> Exercise:
Write out the Cinaps description word for word, starting at "Cinaps is a trivial Metaprogramming tool using" and ending at "the OCaml code.".

> Quoted text:

Cinaps is a trivial Metaprogramming tool using the OCaml toplevel. It is based on the same idea as expectation tests. The user write some OCaml code inside special comments and cinaps make sure that what follows is what is printed by the OCaml code.

Published: 12 Feb 2021

README

README.org

* CINAPS - Cinaps Is Not A Preprocessing System

Cinaps is a trivial Metaprogramming tool for OCaml using the OCaml
toplevel.

It is intended for two purposes:
- when you want to include a bit of generated code in a file, but
  writing a proper generator/ppx rewriter is not worth it
- when you have many repeated blocks of similar code in your program,
  to help writing and maintaining them

It is not intended as a general preprocessor, and in particular cannot
only be used to generate static code that is independent of the
system.

> Stored records:
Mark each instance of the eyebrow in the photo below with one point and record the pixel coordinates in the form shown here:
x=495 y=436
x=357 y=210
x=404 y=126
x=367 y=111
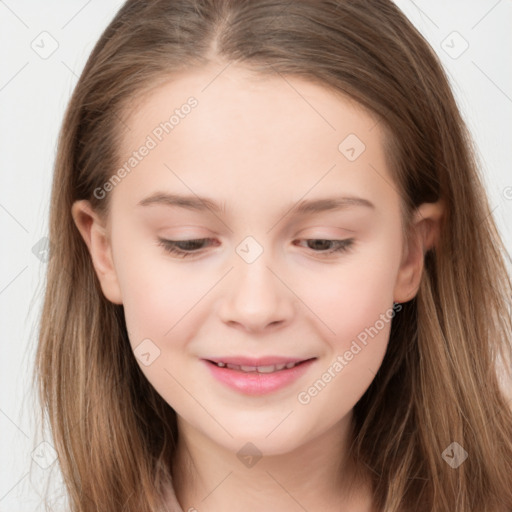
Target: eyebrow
x=310 y=206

> Output of the exercise:
Cinaps is a trivial Metaprogramming tool using the OCaml toplevel. It is based on the same idea as expectation tests. The user write some OCaml code inside special comments and cinaps make sure that what follows is what is printed by the OCaml code.